§ Exercise instructions: Which of the lines below contain the word "person"? Identify each one and copy it in full, treating uppercase and lowercase as different.

-- START Information supplied --

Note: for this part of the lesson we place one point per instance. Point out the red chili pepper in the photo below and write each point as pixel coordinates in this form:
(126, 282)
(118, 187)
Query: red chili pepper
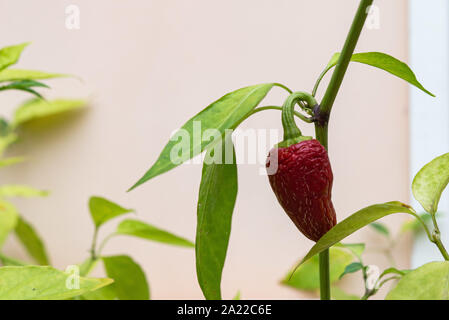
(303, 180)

-- END Information supplied --
-- START Information supplied --

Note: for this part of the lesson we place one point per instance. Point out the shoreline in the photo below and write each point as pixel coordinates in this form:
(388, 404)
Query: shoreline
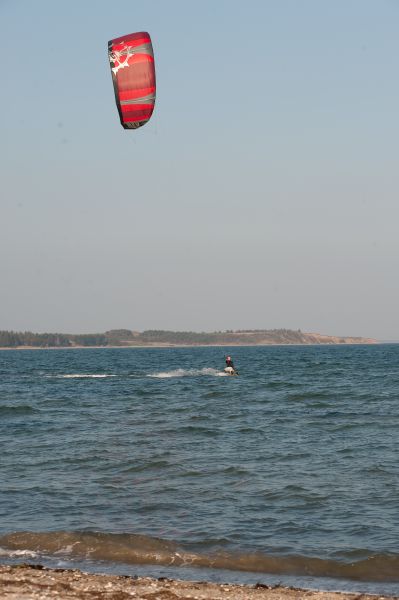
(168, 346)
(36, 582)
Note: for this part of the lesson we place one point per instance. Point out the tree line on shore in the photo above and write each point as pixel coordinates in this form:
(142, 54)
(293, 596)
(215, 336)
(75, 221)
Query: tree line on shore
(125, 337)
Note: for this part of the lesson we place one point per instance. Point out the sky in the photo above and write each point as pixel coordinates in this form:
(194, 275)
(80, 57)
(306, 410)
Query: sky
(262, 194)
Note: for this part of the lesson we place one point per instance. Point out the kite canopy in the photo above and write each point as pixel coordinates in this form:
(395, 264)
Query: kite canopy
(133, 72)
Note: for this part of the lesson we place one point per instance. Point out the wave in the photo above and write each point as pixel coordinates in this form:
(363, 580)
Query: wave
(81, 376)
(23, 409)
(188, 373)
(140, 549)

-- END Information supplied --
-- START Information supplied --

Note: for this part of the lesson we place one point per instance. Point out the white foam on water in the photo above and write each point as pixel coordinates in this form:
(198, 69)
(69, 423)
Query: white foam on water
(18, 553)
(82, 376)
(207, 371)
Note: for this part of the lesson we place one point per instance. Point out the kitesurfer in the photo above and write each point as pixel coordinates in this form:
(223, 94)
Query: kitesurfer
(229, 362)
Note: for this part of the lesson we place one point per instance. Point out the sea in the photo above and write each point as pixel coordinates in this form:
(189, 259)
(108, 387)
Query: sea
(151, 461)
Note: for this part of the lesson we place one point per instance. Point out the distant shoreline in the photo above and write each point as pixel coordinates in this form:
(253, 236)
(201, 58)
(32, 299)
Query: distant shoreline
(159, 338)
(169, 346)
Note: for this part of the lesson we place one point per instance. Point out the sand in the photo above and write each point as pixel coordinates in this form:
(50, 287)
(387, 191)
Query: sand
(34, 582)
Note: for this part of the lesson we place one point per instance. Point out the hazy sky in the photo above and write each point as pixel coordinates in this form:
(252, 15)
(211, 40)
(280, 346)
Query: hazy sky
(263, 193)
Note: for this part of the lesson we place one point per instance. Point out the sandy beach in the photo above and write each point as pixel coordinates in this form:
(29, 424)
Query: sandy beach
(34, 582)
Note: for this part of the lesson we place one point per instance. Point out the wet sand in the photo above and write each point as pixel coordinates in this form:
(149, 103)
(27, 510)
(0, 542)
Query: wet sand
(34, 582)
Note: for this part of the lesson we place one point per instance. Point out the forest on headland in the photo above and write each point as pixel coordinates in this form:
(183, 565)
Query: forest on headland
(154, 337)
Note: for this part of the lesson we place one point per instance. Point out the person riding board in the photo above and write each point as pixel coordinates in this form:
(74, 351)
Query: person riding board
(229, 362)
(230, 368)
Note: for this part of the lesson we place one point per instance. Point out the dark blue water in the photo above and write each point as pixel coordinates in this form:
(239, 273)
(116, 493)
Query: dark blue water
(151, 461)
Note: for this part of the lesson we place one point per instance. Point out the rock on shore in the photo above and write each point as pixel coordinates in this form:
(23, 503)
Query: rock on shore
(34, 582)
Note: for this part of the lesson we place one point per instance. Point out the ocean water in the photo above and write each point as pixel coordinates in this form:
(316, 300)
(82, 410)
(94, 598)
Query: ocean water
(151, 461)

-- END Information supplied --

§ Result:
Note: for this part of the lesson we place one point per instance. Point out the person riding board in the photo above and write each point as pixel coordinates in this form:
Query: person riding board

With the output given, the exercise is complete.